Depuis la premiere réprésentation d'Euphrosine, M. Hoffman ayant eu le courage de faire à sa comédie des retranchemens très-considérables, en la réduisant à quatre actes, elle a obtenu, ainsi que nous l'avions prévu, un succès complet. Les spectateurs, qui ne se sont plus trouvés refroidis, comme le premier jour, par des longueurs nuisibles à la rapidité de l'action, ont encore mieux goûté les beautés transcendantes de la musique. Nous croyons pouvoir assurer qu'étant pleine de grands effets, & d'un style extrêmement varié, plus elle sera entendue, & plus elle fera honneur à M. Mehul.
Mercure de France, tome CXXXIX, n° 48 du samedi 27 novembre 1790, p. 146-149 :
[L’article du Mercure est destiné à rattraper le retard provoqué par l'interruption de la rubrique des spectacles, et après avoir fait le compte rendu des Rigueurs du cloître, il s’agit de parler d’une pièce « à grande prétention » qui nécessite un traitement plus détaillé. Inspiré d’un roman, le sujet a déjà servi à plusieurs auteurs. L’analyse de l’intrigue est faite ensuite « en peu de mots », dit le critique, qui ne néglige pourtant aucun détail (l’intrigue nous paraît aujourd’hui aussi confuse qu’invraisemblable). Un tel sujet revêt plusieurs aspects (plusieurs actions ?), et le critique reproche à l’auteur de n’avoir pas choisi entre ces divers « rapports », et il a bien fallu alléger la fin de la pièce, passant de cinq à trois actes. Et il a eu bien du mérite de tirer un parti clair de cet ensemble confus d’événements. Sa pièce est pleine de finesse et d’esprit, et elle est écrite bien mieux que celles qu’on joue habituellement à ce théâtre. Quant à la musique, elle marque le début d’un jeune compositeur prometteur (Méhul...), et il a droit lui aussi à des compliments (harmonie maîtrisée, sens du drame) auxquels se mêlent bien vite des reproches : trop de perfection qui finit par lasser le spectateur, des réminiscences, un emploi insuffisant des ressources du rythme.

* * * *

▶ Énoncé écrit 1: Selon l'extrait sur Euphrosine, à quel compositeur la musique de la pièce fera-t-elle honneur ?
▶ Énoncé écrit 2:
Indiquez si chacune des affirmations suivantes concorde avec l'extrait sur Euphrosine, en répondant par oui ou par non et en citant les mots décisifs de l'extrait.
(a) Le premier jour, des longueurs ont refroidi les spectateurs.
(b) Le sujet de la pièce est tiré d'une pièce de théâtre antérieure.
(c) Le critique trouve la pièce mieux écrite que celles qu'on joue d'ordinaire à ce théâtre.
▶ Énoncé écrit 3: Poursuivez l'extrait sur Euphrosine à partir de sa dernière phrase.
Le matériel qui suit provient d'une autre source.

[Éléments répertoriés dans un jeu de données]
* * * *

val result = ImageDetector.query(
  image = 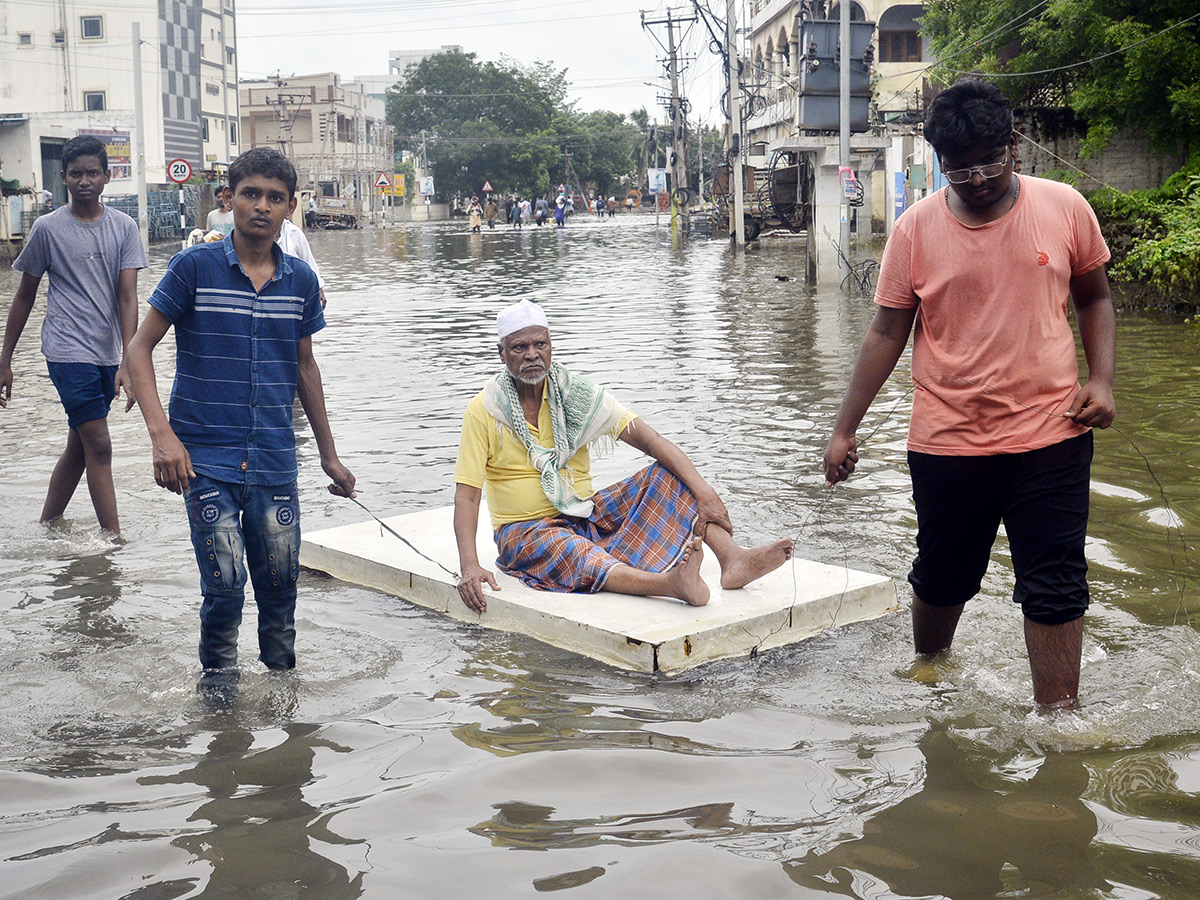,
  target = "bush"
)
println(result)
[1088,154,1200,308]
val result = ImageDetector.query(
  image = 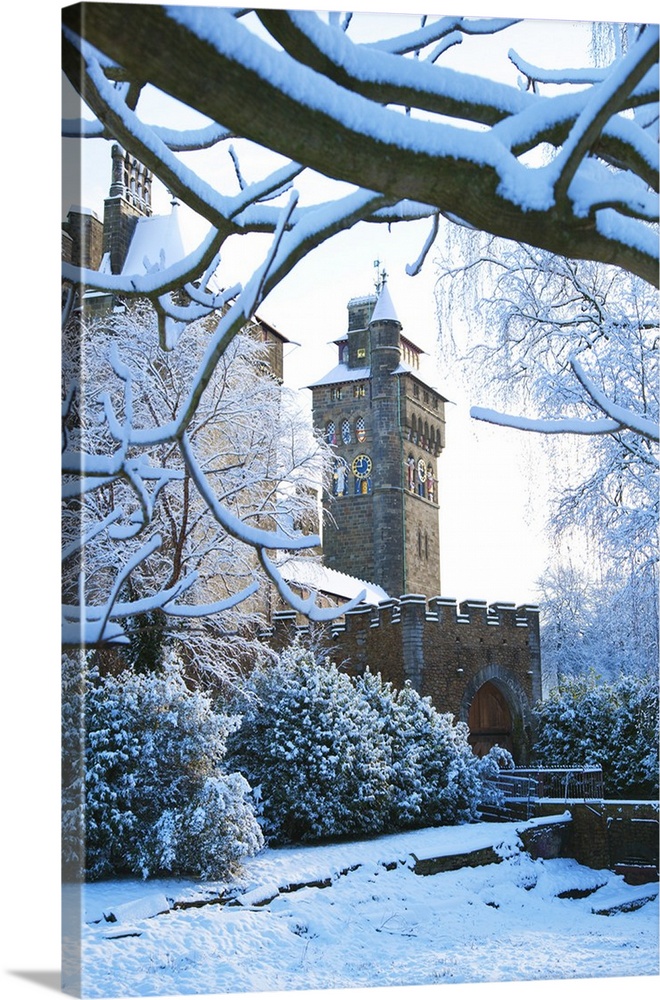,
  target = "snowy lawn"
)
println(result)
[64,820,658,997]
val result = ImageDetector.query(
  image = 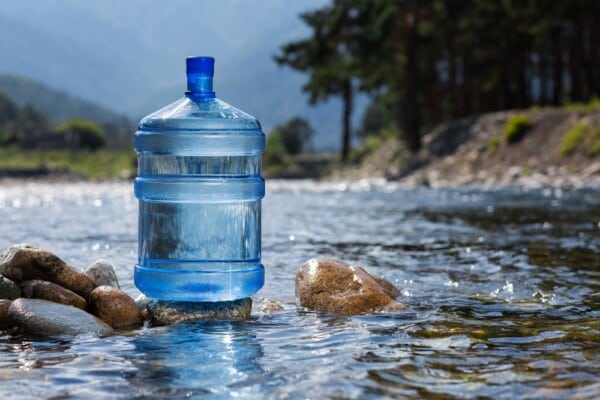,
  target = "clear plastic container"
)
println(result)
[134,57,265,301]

* * * *

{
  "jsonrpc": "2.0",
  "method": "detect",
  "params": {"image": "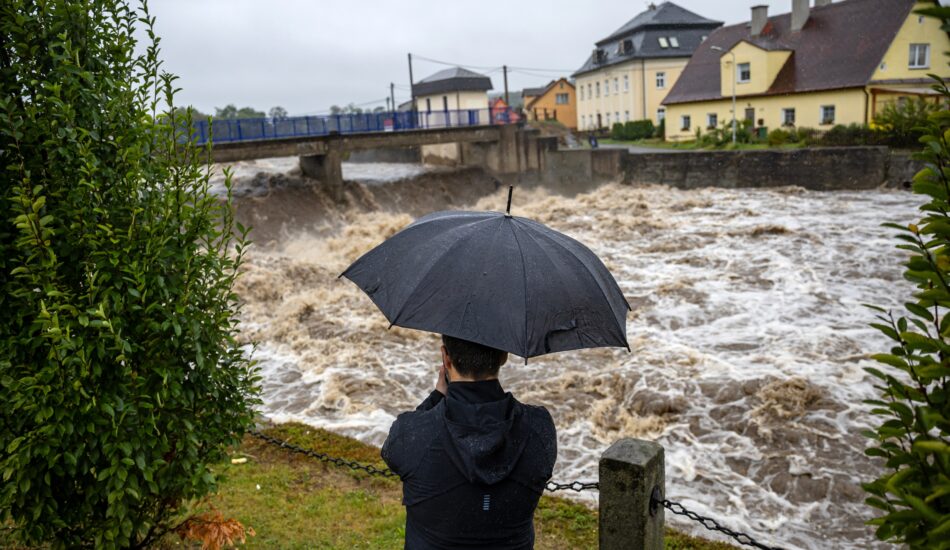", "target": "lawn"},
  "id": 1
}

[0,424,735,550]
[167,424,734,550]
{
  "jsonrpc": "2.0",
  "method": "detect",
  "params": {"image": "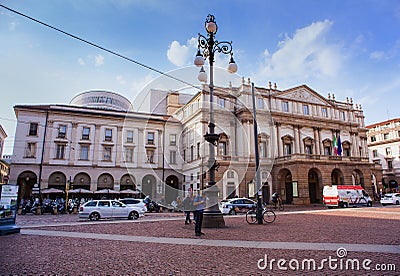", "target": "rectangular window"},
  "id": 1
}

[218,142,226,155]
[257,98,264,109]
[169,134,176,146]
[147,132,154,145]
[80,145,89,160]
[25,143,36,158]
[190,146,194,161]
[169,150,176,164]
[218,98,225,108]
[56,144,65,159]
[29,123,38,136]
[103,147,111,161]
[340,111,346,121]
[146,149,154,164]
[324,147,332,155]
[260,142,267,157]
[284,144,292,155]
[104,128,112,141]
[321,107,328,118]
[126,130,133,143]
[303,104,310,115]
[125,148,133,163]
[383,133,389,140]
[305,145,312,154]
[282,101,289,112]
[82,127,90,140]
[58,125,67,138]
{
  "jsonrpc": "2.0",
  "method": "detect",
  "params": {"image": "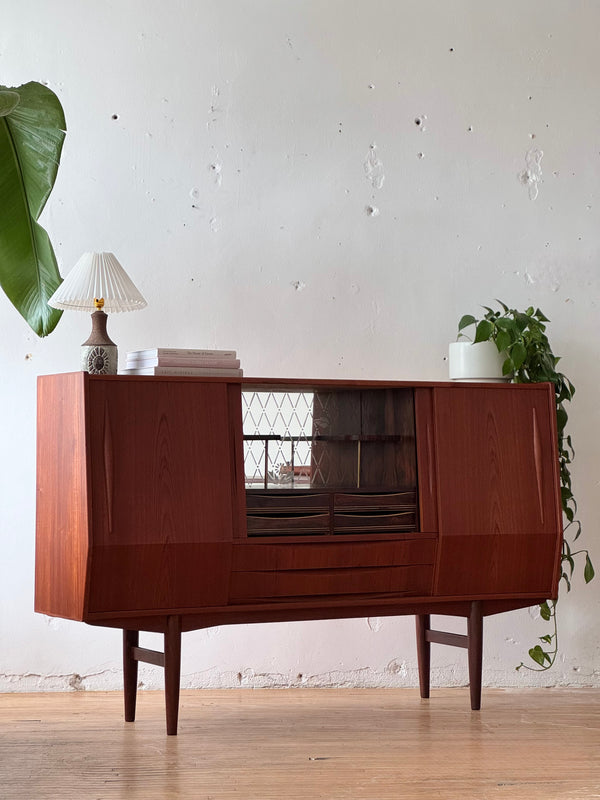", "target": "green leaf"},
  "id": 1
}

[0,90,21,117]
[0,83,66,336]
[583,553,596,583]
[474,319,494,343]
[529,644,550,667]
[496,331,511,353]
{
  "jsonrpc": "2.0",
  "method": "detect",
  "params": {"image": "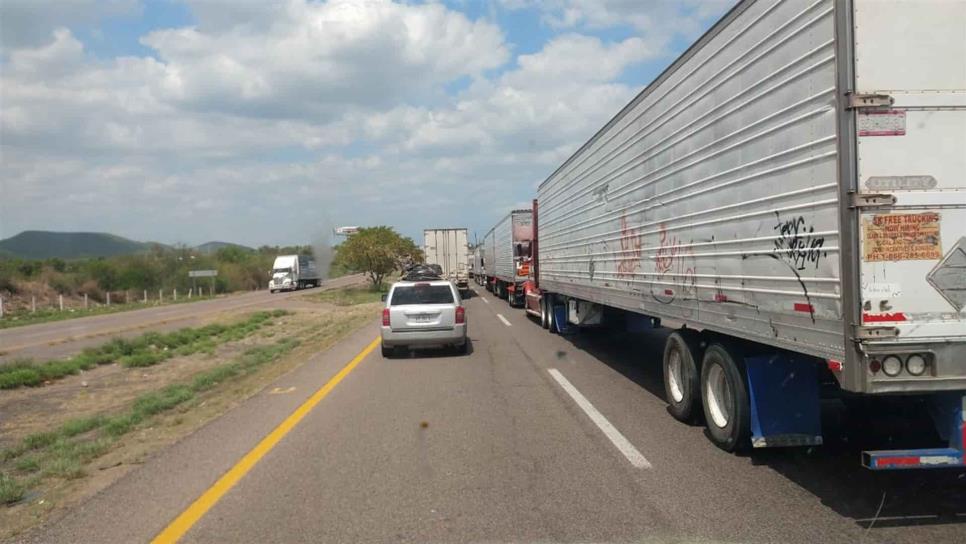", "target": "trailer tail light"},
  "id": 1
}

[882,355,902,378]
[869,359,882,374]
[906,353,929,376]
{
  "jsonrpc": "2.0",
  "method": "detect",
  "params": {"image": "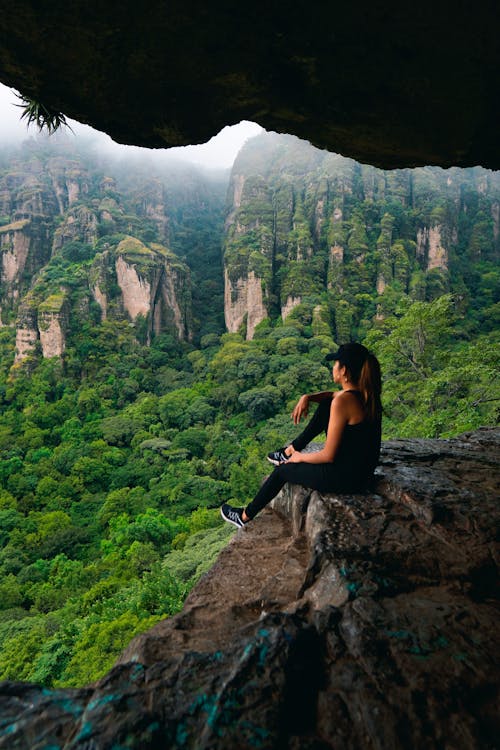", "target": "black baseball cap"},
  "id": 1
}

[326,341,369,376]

* * * *

▶ Résultat de l'exercice 1: Elle fera honneur à M. Mehul.

▶ Résultat de l'exercice 2:
(a) Oui : « qui ne se sont plus trouvés refroidis, comme le premier jour, par des longueurs nuisibles à la rapidité de l'action ».
(b) Non : « Inspiré d’un roman ».
(c) Oui : « elle est écrite bien mieux que celles qu’on joue habituellement à ce théâtre ».

▶ Résultat de l'exercice 3:
La seconde Nouveauté est une Pièce à grande prétention, & qui mérite un examen plus détaillé. Elle est intitulée Euphrosine ou le Tyran corrigé. Ce sujet, qui se trouve dans la Bibliothèque des Romans, a paru à plusieurs Auteurs propre à être mis au Théatre. Le voici en peu de mots.
Conradin, bâtard d'un Comte de Provence, est un Tyran féroce, enivré d'orgueil. Elzear, Cemte de Sabran, en partant pour une Croisade, lui vend ses terres, à la charge de pourvoir ses filles. Euphrosine, l'aînée, se met en tête de l'épouser. Elle emploie toute l'adresse de la coquetterie pour apprivoiser ce caractère farouche ; elle y réussit, & parvient à voir tomber l'orgueilleux Conradin à ses genoux. Il part pour la guerre. Sur ces entrefaites, une Vicomtesse de Martigues, jalouse du triomphe d'Euphrosine, forme le noir projet de le troubler. Abusant de la facilité de son caractère, & de l'indulgence avec laquelle elle traite un jeune prisonnier de Conrad,n, cette Mégère suppose un complot d'infidélité. Le Tyran furieux ordonne à son Médecin Alibour, de préparer pour Euphrosine un poison lent, mais sûr, qui ne la laisse vivre que jusqu'à son retour. L'honnête Docteur ne lui donne qu'un innocent breuvage, mais l'engage à feindre des douleurs & des convulsions. Conradin revient plus amoureux, est désabusé, & devient la proie du remords. Pour rappeler Euphrosine à la vie, il s'adresse à un pieux Hermite, nouvellement établi dans les environs. Cet Hermite est Elzear lui-même, le père d'Euphrosine & de ses sœurs. On juge de sa situation lorsque Conradin lui confesse qu'il a empoisonné sa fille. Il apprend bientôt la supercherie, & au moyen d'un miracle facile à supposer, Conradin obtient le prix de ses regrets & de son amour.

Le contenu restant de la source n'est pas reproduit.